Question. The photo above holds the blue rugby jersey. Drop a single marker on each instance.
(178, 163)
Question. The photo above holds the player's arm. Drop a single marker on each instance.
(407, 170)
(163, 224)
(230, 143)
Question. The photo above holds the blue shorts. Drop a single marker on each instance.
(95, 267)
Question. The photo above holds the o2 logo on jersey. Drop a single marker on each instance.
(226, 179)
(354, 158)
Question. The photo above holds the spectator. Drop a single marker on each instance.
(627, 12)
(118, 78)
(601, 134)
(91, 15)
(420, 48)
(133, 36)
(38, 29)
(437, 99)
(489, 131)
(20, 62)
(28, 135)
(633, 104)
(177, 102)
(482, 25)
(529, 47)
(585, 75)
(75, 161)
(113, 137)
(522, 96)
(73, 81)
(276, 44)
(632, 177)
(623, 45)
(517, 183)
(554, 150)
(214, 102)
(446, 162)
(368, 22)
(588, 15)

※ ※ ※

▶ Task details:
Write out all records exactly, keeping every detail.

▶ Solution for this task:
Question. The photo above holds the blue rugby jersey. Drop a single marker on each instance.
(178, 163)
Question. The photo above holds the player's arm. Drop a single marker on each instance.
(407, 170)
(163, 224)
(230, 143)
Question. The photo above holds the blue shorts. Drop a single marker on each instance.
(95, 267)
Question. The photo above holds the o2 logo on jersey. Drop a single marker on each instance.
(226, 179)
(354, 158)
Question. The photo above holds the spectator. Drop a single marker on each instance.
(627, 12)
(118, 78)
(601, 134)
(91, 15)
(420, 48)
(133, 36)
(38, 29)
(437, 99)
(489, 131)
(20, 62)
(28, 135)
(633, 104)
(177, 102)
(482, 25)
(529, 47)
(585, 75)
(75, 161)
(113, 137)
(522, 96)
(73, 81)
(276, 44)
(632, 177)
(623, 45)
(517, 183)
(554, 150)
(214, 102)
(446, 162)
(368, 22)
(588, 15)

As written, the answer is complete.